[Saved entries]
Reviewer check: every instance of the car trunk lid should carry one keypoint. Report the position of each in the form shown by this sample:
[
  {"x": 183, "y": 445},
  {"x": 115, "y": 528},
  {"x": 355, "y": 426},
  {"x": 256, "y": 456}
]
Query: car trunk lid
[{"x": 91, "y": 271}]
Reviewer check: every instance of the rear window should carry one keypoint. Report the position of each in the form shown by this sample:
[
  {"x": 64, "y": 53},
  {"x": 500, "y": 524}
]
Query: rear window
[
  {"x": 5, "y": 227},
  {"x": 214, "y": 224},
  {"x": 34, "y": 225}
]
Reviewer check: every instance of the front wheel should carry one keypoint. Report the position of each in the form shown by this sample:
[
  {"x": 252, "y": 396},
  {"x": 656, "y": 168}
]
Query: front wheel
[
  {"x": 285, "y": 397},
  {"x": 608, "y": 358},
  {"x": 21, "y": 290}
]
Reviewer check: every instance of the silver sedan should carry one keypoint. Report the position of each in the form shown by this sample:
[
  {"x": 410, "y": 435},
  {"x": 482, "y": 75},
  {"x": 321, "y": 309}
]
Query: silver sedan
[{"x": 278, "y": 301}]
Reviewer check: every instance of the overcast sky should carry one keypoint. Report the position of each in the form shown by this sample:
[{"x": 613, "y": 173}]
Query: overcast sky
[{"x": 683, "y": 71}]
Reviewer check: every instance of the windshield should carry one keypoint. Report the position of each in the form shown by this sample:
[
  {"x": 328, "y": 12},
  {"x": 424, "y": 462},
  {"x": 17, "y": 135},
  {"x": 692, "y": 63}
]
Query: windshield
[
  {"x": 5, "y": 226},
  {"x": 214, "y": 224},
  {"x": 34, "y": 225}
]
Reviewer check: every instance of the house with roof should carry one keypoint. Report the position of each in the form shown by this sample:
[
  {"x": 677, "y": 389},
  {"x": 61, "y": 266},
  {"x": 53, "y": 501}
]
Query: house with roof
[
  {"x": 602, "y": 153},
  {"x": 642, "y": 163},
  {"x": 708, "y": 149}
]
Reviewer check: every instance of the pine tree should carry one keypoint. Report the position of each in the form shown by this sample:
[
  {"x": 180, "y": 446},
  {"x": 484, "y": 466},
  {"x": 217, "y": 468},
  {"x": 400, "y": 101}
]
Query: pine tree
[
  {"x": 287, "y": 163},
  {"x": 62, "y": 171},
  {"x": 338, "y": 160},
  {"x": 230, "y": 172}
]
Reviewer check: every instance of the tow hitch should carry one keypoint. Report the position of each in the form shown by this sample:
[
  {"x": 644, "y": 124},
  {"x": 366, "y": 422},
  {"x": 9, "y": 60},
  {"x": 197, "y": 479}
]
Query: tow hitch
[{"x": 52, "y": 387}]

What the task asks - Retype the lines above, keeping every character.

Reply -
Reviewer check: every instance of the car trunk lid should carry one keypoint. Report the position of each in the form shown by this sample:
[
  {"x": 183, "y": 445},
  {"x": 115, "y": 528},
  {"x": 355, "y": 426},
  {"x": 256, "y": 456}
]
Query: car trunk lid
[{"x": 91, "y": 271}]
Reviewer check: every instance of the rear window should carry one keypoint. Report the position of each in the form shown by this sample:
[
  {"x": 64, "y": 53},
  {"x": 500, "y": 524}
]
Query: rear window
[
  {"x": 5, "y": 227},
  {"x": 214, "y": 224},
  {"x": 34, "y": 225}
]
Reviewer check: every instance of the front wheel should carry one keypoint. Report the position of each in the form shown by this sample:
[
  {"x": 252, "y": 396},
  {"x": 656, "y": 168}
]
Query: front wheel
[
  {"x": 285, "y": 397},
  {"x": 608, "y": 358},
  {"x": 21, "y": 290}
]
Reviewer check: every instance of the silver sedan should carry one keypoint. Report the position of each in the form shown by this sample:
[
  {"x": 410, "y": 435},
  {"x": 482, "y": 75},
  {"x": 321, "y": 309}
]
Query: silver sedan
[{"x": 278, "y": 301}]
Reviewer check: every instance of the overcast sky should carry one keypoint. Report the position of each in the form shown by this sample:
[{"x": 613, "y": 173}]
Query: overcast sky
[{"x": 683, "y": 71}]
Reviewer check: every instance of the windshield should carry one keypoint. Report the position of each in the form shown by this sample:
[
  {"x": 328, "y": 12},
  {"x": 424, "y": 462},
  {"x": 17, "y": 135},
  {"x": 692, "y": 63}
]
Query: windshield
[
  {"x": 5, "y": 226},
  {"x": 214, "y": 224},
  {"x": 34, "y": 225}
]
Reviewer check: every instance of the house with roof should carry one keypoint. Report the position of each in the form shown by this sample:
[
  {"x": 677, "y": 389},
  {"x": 61, "y": 266},
  {"x": 53, "y": 501}
]
Query: house with roof
[
  {"x": 602, "y": 153},
  {"x": 642, "y": 163},
  {"x": 708, "y": 149}
]
Reviewer check: every instance of the pine tree should carry one keypoint. Report the position of each in the form shown by this sample:
[
  {"x": 180, "y": 446},
  {"x": 484, "y": 466},
  {"x": 217, "y": 468},
  {"x": 400, "y": 101}
]
Query: pine tree
[
  {"x": 287, "y": 163},
  {"x": 62, "y": 171},
  {"x": 338, "y": 160},
  {"x": 230, "y": 172}
]
Reviewer check: every instance of the tow hitch should carry one keypoint. Report the position of each in the form shown by this sample:
[
  {"x": 644, "y": 124},
  {"x": 366, "y": 422},
  {"x": 9, "y": 60},
  {"x": 197, "y": 479}
]
Query: tow hitch
[{"x": 52, "y": 387}]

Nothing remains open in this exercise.